Foto: www.sebastianproedl.com

Am Tag danach fasst Sebastian Prödl seine Gemütslage recht überschaubar zusammen. "Es geht mir dreckig", befindet der Innenverteidiger des Fußball-Bundesligisten Werder Bremen. Die Ärzte liefern dazu die passende Diagnose: Bei dem österreichischen Nationalspieler diagnostizierten sie einen Oberkiefer- und Nasenbeinbruch, eine Absplitterung am Jochbein sowie eine Gehirnerschütterung. Ihm droht eine Pause von bis zu zwei Monaten. Prödl ist nicht die Treppe hinuntergefallen oder hat sich als Kirmesboxer versucht. Es ist bei der Arbeit auf dem Fußballplatz passiert. Beim Auswärtsspiel gegen den 1. FC Kaiserslautern will er im Strafraum einen Querschläger von Markus Rosenberg einköpfen, da trifft ihn Lauterns Kouemaha mit einem Fallrückzieher voll im Gesicht. Der Schiedsrichter hat gute Sicht auf das Geschehen, lässt aber weiterlaufen, statt auf den Elfmeterpunkt zu zeigen. Prödl hat zu diesem Zeitpunkt ganz andere Sorgen. Er liegt blutüberströmt auf dem Rasen.

Wie Prödl haben noch andere Berufsfußballer in dieser Saison bereits ähnlich schmerzhafte Erfahrungen gemacht. Die Zahl schwerer Gesichtsverletzungen nimmt zu — neun Profis erlitten Platzwunden und Brüche. Am vergangenen Spieltag wurde der Schalker Kapitän Benedikt Höwedes mit einem Jochbeinbruch ins Krankenhaus gebracht. Er wurde gestern operiert. Im Eifer des Gefechts war er mit seinem Mannschaftskollegen Marco Höger zusammengestoßen. Zuvor erlitten Michael Ballack und Maik Franz Nasenbeinbrüche — sie kehrten indes schnell wieder auf die Bundesligabühne zurück und schützten sich mit einer Spezialmaske wahlweise aus Kunststoff oder Carbon. Eine tiefe Platzwunde am Kopf von Christian Tiffert (Kaiserslautern) musste auf dem Platz genäht werden. Den Dortmunder Neven Subotic erwischte es ein wenig übler. Der rustikale Sotirios Kyrgiakos (Wolfsburg) krachte so derbe mit ihm zusammen, dass Subotic mit Mittelgesichtsfraktur fünf Spiele ausfiel. Der Serbe trägt drei Stahlplatten, die den Oberkiefer und die Augenhöhle stabilisieren.

In der Champions League ging Subotics Teamkollege Sven Bender K.o. — gegen den FC Arsenal zog sich Bender einen doppelten Kieferbruch zu. Sebastian Kehl traf es gegen Olympique Marseille mit einer schweren Prellung des Augapfels und des Jochbeins noch verhältnismäßig glimpflich. Dennoch stellte er fest: "Ich sehe aus wie nach einem Kampf gegen beide Klitschkos gleichzeitig." Im Europapokal gegen Larnaka traf Joel Matip Mitspieler Klaas-Jan Huntelaar im Gesicht. Das Ergebnis: ein doppelter Bruch des Nasenbeins.

Auszüge aus Daten »
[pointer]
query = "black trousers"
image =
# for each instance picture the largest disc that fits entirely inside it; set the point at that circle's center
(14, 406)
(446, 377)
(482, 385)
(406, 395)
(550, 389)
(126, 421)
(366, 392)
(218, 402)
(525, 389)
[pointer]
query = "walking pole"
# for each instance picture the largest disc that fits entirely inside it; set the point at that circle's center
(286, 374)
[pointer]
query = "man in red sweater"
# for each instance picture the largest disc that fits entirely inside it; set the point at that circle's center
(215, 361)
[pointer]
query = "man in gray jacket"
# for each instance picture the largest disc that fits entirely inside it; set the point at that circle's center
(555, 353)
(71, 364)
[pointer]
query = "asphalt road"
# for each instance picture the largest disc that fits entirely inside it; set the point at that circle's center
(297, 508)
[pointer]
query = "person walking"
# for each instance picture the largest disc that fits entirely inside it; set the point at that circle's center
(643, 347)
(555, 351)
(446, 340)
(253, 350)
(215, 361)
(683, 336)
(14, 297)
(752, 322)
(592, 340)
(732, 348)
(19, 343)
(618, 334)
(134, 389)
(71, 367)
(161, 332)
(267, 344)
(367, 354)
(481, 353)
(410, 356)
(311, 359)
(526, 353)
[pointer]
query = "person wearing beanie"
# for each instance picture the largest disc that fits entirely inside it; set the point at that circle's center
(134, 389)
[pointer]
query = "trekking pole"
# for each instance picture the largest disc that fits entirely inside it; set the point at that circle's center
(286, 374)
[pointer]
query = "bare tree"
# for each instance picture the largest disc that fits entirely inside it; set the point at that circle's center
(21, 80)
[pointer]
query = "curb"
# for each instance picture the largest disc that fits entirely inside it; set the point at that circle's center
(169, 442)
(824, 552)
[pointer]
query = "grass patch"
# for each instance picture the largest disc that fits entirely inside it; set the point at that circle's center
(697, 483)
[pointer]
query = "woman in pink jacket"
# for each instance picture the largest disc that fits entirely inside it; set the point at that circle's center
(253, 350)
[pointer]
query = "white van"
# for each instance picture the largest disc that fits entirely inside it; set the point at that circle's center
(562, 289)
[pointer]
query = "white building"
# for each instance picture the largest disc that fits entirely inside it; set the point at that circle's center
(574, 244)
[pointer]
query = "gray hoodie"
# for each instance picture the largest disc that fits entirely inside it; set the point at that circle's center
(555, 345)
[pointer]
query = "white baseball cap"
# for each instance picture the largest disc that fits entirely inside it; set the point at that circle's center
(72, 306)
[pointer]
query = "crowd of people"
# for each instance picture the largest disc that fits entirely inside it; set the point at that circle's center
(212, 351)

Was zu tun ist 1 » Welche Spieler haben sich laut dem Text über Gesichtsverletzungen im Fußball das Nasenbein gebrochen? Nenne alle.
Was zu tun ist 2 » Schreib aus dem Text über Gesichtsverletzungen im Fußball den Teil ab, der mit den Worten "In der Champions" anfängt und mit "Bruch des Nasenbeins." aufhört.

Deine Antwort 1 » Sebastian Prödl, Michael Ballack, Maik Franz, Klaas-Jan Huntelaar

Deine Antwort 2 »
In der Champions League ging Subotics Teamkollege Sven Bender K.o. — gegen den FC Arsenal zog sich Bender einen doppelten Kieferbruch zu. Sebastian Kehl traf es gegen Olympique Marseille mit einer schweren Prellung des Augapfels und des Jochbeins noch verhältnismäßig glimpflich. Dennoch stellte er fest: "Ich sehe aus wie nach einem Kampf gegen beide Klitschkos gleichzeitig." Im Europapokal gegen Larnaka traf Joel Matip Mitspieler Klaas-Jan Huntelaar im Gesicht. Das Ergebnis: ein doppelter Bruch des Nasenbeins.